Stated task: Rewrite all of the data below as a JSON list of strings, with one string for each line and no blank lines.

Material for this task:
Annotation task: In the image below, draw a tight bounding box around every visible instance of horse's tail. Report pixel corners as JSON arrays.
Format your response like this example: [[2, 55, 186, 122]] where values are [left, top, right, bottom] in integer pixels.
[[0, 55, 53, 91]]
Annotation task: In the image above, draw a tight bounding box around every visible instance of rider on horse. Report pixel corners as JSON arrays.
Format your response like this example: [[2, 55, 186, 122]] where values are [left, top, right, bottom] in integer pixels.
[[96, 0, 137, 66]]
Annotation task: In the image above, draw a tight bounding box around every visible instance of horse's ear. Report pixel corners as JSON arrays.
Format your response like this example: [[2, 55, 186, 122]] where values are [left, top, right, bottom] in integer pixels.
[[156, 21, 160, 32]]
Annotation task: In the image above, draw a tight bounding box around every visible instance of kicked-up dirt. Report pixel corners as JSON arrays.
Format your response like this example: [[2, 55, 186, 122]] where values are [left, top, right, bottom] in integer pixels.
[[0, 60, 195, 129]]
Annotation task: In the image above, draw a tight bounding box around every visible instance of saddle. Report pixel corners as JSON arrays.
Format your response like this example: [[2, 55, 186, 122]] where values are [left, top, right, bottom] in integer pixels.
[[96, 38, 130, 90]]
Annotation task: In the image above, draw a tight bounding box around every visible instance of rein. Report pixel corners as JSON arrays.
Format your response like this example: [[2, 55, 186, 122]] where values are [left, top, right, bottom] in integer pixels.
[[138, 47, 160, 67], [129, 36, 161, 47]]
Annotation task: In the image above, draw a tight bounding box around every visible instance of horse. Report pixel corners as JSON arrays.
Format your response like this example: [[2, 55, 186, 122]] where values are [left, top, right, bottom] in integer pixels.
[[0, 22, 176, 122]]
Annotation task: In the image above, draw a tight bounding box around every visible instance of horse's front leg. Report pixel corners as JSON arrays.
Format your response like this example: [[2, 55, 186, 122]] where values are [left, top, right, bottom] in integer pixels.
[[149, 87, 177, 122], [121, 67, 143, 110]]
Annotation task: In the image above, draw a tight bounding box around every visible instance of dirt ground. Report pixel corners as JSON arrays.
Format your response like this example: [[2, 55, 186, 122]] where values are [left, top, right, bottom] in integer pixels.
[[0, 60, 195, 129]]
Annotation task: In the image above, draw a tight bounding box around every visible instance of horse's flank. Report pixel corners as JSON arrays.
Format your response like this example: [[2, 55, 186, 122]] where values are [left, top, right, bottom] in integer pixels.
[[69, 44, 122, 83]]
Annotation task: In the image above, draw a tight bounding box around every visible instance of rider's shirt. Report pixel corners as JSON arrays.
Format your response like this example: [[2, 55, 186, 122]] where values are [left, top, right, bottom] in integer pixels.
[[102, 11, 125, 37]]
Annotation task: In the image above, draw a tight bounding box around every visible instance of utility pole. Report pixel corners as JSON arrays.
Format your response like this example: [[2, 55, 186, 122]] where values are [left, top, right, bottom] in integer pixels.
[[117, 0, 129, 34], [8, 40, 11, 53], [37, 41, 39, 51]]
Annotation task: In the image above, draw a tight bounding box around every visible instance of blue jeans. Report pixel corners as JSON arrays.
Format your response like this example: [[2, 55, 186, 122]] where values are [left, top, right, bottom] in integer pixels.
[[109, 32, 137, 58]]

Output for this exercise:
[
  "Annotation task: In the image below, draw a tight bounding box around every visible instance of horse's tail. Report pixel corners as JSON arrays.",
  "Format your response like this example: [[2, 55, 186, 122]] where values are [left, top, right, bottom] in integer pixels.",
  "[[0, 55, 53, 91]]",
  "Annotation task: In the image above, draw a tight bounding box around every visible instance of rider on horse. Report pixel corners as JSON arrays.",
  "Format your response like this example: [[2, 55, 186, 122]] where values are [left, top, right, bottom] in integer pixels.",
  "[[96, 0, 137, 66]]",
  "Annotation task: In the image above, draw a tight bounding box around every visible instance of horse's ear. Report pixel corners as JSON arrays.",
  "Format your response like this example: [[2, 55, 186, 122]] where values are [left, top, right, bottom] in integer pixels.",
  "[[156, 21, 160, 32]]",
  "Annotation task: In the image above, draw a tight bounding box around every visible instance of kicked-up dirt. Report pixel corners as JSON arrays.",
  "Format your response like this example: [[2, 55, 186, 122]] where values are [left, top, right, bottom] in integer pixels.",
  "[[0, 60, 195, 129]]",
  "Annotation task: In the image above, draw a tight bounding box around every visible instance of saddle. Report pixel corners as JSON arrays.",
  "Format your response like this example: [[2, 55, 186, 122]] where values are [left, top, right, bottom] in integer pixels.",
  "[[96, 38, 130, 90]]",
  "Annotation task: In the image above, draw a tight bounding box around every visible instance of rein. Report pixel corners as JSON arrays.",
  "Format your response like this example: [[2, 55, 186, 122]] where values are [left, top, right, bottom] in integer pixels.",
  "[[138, 47, 160, 67], [129, 36, 161, 47]]",
  "Annotation task: In the image above, draw a tight bounding box around every visible instance of horse. Report pixel corners as JSON arrays.",
  "Format your response like this example: [[2, 55, 186, 122]] where values are [left, top, right, bottom] in integer pixels.",
  "[[0, 22, 176, 122]]",
  "Annotation task: In the image above, draw a tight bounding box around every visible instance of horse's front leg. Report pixel corners as JSON arrays.",
  "Format your response like this example: [[2, 55, 186, 122]] where values are [left, top, right, bottom] in integer pixels.",
  "[[149, 87, 177, 122], [121, 67, 143, 110]]",
  "Annotation task: In the image above, draw a tight bounding box around every visible instance of dirt ground. Report pixel corners as JSON arrays.",
  "Format your response like this example: [[2, 55, 186, 122]] where values are [left, top, right, bottom] in integer pixels.",
  "[[0, 60, 195, 129]]",
  "Annotation task: In the image above, draw a tight bounding box around every visible instance of horse's flank. Report pixel corners as JSON arrays.",
  "Format your response like this example: [[2, 55, 186, 122]] where values are [left, top, right, bottom] in integer pixels.",
  "[[69, 44, 122, 83]]",
  "Annotation task: In the image above, draw a tight bounding box around every visible instance of rider's shirt. Report pixel corners as JSON arrays.",
  "Format your response like this example: [[2, 55, 186, 122]] where values are [left, top, right, bottom] in integer pixels.",
  "[[102, 11, 125, 37]]",
  "Annotation task: In the image above, draw a tight bounding box around every visible instance of utility pole. Report pixel corners as JSON arrays.",
  "Format your response like this example: [[2, 55, 186, 122]] where values are [left, top, right, bottom] in integer pixels.",
  "[[117, 0, 129, 34], [8, 40, 11, 53], [37, 41, 39, 51]]",
  "Annotation task: In the image above, draw a tight bounding box around every visible instance of blue jeans. Report pixel corners as JSON arrays.",
  "Format your response like this example: [[2, 55, 186, 122]] where values are [left, top, right, bottom] in integer pixels.",
  "[[109, 32, 137, 58]]"
]